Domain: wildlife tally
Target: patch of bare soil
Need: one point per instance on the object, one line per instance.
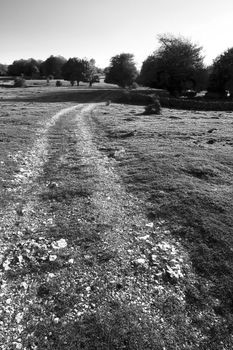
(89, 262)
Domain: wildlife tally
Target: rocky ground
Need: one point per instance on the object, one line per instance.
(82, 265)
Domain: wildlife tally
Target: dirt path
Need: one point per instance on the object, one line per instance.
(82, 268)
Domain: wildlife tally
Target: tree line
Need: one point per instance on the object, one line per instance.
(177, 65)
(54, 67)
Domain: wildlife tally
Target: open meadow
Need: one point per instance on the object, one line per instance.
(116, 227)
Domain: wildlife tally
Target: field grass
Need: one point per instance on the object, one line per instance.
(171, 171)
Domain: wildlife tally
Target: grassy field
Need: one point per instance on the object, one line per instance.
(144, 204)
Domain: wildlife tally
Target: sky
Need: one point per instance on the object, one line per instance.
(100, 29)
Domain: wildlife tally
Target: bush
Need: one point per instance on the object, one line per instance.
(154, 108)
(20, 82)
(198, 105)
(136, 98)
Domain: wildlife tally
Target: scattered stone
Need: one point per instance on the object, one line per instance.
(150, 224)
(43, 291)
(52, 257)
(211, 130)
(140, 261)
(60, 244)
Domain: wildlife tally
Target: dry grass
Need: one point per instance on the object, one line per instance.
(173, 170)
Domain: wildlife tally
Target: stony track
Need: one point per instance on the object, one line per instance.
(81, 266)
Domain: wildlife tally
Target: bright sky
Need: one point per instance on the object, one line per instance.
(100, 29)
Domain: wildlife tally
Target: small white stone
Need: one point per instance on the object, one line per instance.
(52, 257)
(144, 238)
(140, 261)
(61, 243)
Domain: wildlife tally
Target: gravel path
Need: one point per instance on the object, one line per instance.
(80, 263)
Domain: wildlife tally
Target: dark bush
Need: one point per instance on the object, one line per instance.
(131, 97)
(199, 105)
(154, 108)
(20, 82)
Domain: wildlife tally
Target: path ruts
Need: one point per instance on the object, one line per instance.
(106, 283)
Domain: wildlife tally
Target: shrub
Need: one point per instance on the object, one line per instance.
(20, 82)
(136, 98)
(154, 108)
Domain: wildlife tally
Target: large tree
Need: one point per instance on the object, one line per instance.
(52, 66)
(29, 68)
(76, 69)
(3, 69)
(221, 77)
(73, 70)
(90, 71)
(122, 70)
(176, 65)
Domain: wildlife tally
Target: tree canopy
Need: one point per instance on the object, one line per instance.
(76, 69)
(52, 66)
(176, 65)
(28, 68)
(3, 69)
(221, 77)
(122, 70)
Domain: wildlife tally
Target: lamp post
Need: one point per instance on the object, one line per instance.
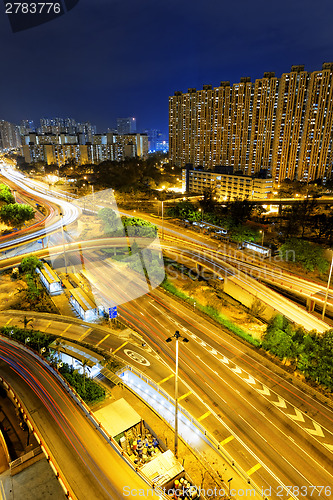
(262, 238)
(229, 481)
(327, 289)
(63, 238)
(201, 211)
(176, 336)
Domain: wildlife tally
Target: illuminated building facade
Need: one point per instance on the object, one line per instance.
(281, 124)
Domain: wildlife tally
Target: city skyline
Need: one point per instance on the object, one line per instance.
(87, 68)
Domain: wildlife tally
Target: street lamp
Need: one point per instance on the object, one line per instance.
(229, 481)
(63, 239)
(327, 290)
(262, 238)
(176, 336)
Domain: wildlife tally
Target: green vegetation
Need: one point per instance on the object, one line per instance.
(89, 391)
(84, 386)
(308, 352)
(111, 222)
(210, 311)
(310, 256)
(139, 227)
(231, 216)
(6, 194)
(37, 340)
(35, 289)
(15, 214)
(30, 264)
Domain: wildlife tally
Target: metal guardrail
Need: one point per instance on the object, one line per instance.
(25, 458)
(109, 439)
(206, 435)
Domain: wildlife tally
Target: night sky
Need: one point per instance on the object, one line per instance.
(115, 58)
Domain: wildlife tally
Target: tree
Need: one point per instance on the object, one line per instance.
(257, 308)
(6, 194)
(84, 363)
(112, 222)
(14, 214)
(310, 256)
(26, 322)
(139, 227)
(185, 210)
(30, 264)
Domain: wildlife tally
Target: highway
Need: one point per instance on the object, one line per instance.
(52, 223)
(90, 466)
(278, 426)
┄┄┄┄┄┄
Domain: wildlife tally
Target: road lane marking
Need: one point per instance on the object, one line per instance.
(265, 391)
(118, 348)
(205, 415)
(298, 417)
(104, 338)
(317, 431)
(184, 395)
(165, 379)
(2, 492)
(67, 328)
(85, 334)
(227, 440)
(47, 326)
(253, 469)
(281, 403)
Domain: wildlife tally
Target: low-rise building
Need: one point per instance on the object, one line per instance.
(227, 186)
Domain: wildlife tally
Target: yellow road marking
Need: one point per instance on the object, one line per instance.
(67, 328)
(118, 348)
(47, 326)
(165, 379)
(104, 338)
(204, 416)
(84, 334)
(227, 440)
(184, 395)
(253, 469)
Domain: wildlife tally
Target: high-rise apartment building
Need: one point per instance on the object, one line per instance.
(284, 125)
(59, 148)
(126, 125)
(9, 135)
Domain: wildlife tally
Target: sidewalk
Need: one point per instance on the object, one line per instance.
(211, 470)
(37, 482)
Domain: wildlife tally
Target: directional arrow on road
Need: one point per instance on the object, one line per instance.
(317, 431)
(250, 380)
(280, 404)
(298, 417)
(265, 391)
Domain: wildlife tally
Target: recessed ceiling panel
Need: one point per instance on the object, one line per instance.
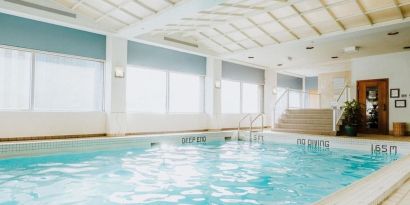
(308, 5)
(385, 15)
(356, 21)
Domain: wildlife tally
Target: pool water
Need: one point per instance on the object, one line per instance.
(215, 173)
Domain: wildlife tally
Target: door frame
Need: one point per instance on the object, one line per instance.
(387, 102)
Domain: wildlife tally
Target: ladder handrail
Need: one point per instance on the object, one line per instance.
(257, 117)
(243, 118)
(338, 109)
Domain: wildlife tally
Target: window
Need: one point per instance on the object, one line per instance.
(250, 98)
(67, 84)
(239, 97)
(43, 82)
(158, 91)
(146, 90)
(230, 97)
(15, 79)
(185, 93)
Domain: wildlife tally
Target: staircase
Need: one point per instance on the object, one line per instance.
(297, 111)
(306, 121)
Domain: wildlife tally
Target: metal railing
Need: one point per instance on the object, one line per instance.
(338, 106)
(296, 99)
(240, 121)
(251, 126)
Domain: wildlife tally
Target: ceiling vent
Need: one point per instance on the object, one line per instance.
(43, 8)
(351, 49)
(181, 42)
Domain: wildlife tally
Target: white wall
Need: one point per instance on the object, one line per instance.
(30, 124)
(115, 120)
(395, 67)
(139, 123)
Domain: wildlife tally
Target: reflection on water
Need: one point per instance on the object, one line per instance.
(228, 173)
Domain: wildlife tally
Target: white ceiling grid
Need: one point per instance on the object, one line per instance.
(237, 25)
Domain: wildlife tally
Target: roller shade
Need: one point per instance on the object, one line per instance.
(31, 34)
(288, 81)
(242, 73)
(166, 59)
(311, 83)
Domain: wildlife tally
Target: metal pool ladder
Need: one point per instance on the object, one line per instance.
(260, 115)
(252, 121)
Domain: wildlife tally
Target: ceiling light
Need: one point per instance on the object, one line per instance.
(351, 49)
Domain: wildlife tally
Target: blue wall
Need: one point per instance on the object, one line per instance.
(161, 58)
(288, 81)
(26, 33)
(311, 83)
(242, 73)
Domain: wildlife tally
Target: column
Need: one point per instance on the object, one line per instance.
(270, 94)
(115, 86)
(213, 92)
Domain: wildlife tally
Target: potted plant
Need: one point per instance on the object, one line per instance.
┄┄┄┄┄┄
== PROBLEM DESCRIPTION ==
State how many lines in the data above contain the string "path". Reply with the number only.

== SOLUTION FOR THIS PROBLEM ==
3